Вы здесь

О новой книге Александра Радковского «Снежные совы». Стихи разных лет

А. Радковский "Снежные совы". Стихи разных лет
(Москва, Фонд Сергея Дубова, 2013. - 176 с.)
К 70-летию поэта Маргарита Федотова - издатель, ответственный редактор книги - сделала неоценимый подарок всем любителям …высокой поэзии.
Мне выпала честь написать предисловие к этой удивительной книге.
Предлагаю его вашему вниманию.

Трепетное сердце и высокое напряжение
Заметки о друге

Он стоял у раскрытой балконной двери на последнем, вернее, ближнем к небу, этаже и смотрел, как приближается гроза. Внезапно в комнату влетела шаровая молния. Сделав круг почета, она улетела в свои неведомые миры. Кто как не поэт может привлечь к себе такую «любовь пространства»?
Поэт Александр Радковский из тех, кто в родстве со стихиями, великими и малыми, космическими и нежно-человеческими.
Не могу не вспомнить еще одну трогательную киевскую историю.
В прекрасный весенний вечер Саша Радковский, мой муж художник Дмитрий Корсунь и я вышли на прогулку. Наш гость восторгался красотой соловьиных трелей и редкой тишиной. Но очень скоро она прервалась скрежетом металла. Бешеный автомобиль, чуть не задев нас, пронесся мимо, врезался в ограду стоянки, перевернулся. Саша вообще никак не отреагировал на это.

---------------

Задания:
• 1. Определите, соответствуют ли отрывку о поэте Радковском утверждения (a), (b) и (c). На каждое ответьте «да» или «нет» и дословно приведите решающие слова из отрывка: (a) книга «Снежные совы» вышла в 2013 году; (b) ответственным редактором книги была Маргарита Федотова; (c) увидев перевернувшийся автомобиль, Саша бурно отреагировал.
• 2. Верните без изменений часть отрывка о поэте Радковском между словами «О новой книге» и «трогательную киевскую историю.», включая их самих.

(Подписи точек на объектах)

---------------

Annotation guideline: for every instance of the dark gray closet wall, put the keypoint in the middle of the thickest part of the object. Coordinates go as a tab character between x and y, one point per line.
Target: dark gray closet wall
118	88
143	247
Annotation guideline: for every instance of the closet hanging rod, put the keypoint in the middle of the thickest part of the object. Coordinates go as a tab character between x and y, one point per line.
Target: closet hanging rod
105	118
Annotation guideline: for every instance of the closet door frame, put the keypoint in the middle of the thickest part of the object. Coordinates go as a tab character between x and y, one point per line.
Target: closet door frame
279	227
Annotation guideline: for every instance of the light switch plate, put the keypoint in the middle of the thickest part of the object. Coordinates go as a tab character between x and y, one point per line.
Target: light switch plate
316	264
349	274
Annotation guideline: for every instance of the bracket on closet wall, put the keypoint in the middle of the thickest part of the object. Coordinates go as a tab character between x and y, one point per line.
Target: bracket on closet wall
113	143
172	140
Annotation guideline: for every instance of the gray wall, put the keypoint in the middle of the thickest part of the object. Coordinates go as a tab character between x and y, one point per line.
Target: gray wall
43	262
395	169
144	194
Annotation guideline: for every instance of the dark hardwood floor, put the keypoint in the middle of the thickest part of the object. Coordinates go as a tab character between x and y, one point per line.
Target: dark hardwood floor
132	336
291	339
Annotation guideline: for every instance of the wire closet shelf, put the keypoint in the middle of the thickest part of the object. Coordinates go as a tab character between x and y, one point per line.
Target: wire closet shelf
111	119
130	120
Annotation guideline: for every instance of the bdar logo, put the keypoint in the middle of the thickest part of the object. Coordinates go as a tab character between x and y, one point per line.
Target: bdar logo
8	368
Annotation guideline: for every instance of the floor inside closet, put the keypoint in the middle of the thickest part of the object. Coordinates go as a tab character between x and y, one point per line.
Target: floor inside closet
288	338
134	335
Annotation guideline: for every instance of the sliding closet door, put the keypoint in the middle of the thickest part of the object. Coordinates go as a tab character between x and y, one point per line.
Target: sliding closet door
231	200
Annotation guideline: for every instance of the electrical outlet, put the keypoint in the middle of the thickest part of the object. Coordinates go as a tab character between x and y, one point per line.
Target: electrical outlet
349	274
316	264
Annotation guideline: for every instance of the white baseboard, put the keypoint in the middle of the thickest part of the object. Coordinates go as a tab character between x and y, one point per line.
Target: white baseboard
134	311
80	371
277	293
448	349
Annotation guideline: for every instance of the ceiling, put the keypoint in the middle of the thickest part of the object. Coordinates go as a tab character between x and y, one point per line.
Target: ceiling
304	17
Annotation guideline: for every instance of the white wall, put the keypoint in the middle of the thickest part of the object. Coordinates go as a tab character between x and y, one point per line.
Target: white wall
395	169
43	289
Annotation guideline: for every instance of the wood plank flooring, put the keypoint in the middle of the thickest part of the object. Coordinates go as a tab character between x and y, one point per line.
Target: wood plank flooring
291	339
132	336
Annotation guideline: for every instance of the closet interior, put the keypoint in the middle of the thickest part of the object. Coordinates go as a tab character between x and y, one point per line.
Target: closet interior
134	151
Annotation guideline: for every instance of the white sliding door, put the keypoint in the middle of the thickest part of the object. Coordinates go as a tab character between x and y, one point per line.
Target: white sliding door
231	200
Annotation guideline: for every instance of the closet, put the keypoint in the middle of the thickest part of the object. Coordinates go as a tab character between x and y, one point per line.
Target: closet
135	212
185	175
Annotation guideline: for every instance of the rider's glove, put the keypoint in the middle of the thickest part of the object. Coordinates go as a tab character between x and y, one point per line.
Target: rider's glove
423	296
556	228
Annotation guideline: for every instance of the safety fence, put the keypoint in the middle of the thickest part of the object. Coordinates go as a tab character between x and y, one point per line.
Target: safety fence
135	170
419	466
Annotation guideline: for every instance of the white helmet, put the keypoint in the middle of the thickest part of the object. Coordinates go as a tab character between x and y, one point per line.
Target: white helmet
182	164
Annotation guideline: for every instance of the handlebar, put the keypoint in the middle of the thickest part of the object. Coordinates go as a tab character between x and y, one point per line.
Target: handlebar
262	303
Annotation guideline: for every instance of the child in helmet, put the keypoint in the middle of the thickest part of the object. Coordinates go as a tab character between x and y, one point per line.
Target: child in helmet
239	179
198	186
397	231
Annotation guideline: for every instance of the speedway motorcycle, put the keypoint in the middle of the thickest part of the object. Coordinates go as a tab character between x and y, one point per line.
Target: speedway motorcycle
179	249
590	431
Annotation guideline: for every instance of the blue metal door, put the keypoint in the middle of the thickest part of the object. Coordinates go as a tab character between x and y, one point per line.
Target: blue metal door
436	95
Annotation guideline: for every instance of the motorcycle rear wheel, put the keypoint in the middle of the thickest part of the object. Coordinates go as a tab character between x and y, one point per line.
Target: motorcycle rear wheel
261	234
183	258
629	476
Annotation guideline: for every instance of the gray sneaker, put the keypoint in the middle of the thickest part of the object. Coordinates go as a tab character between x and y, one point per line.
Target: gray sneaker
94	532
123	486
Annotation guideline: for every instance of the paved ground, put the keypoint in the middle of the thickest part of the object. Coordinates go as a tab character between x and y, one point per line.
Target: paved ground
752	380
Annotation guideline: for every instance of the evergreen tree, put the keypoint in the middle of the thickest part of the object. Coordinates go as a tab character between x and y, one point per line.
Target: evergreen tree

---------------

Правильные ответы:
• 1.
(a) Да: «Москва, Фонд Сергея Дубова, 2013».
(b) Да: «Маргарита Федотова - издатель, ответственный редактор книги».
(c) Нет: «Саша вообще никак не отреагировал на это».

• 2.
О новой книге Александра Радковского «Снежные совы». Стихи разных лет

А. Радковский "Снежные совы". Стихи разных лет
(Москва, Фонд Сергея Дубова, 2013. - 176 с.)
К 70-летию поэта Маргарита Федотова - издатель, ответственный редактор книги - сделала неоценимый подарок всем любителям …высокой поэзии.
Мне выпала честь написать предисловие к этой удивительной книге.
Предлагаю его вашему вниманию.

Трепетное сердце и высокое напряжение
Заметки о друге

Он стоял у раскрытой балконной двери на последнем, вернее, ближнем к небу, этаже и смотрел, как приближается гроза. Внезапно в комнату влетела шаровая молния. Сделав круг почета, она улетела в свои неведомые миры. Кто как не поэт может привлечь к себе такую «любовь пространства»?
Поэт Александр Радковский из тех, кто в родстве со стихиями, великими и малыми, космическими и нежно-человеческими.
Не могу не вспомнить еще одну трогательную киевскую историю.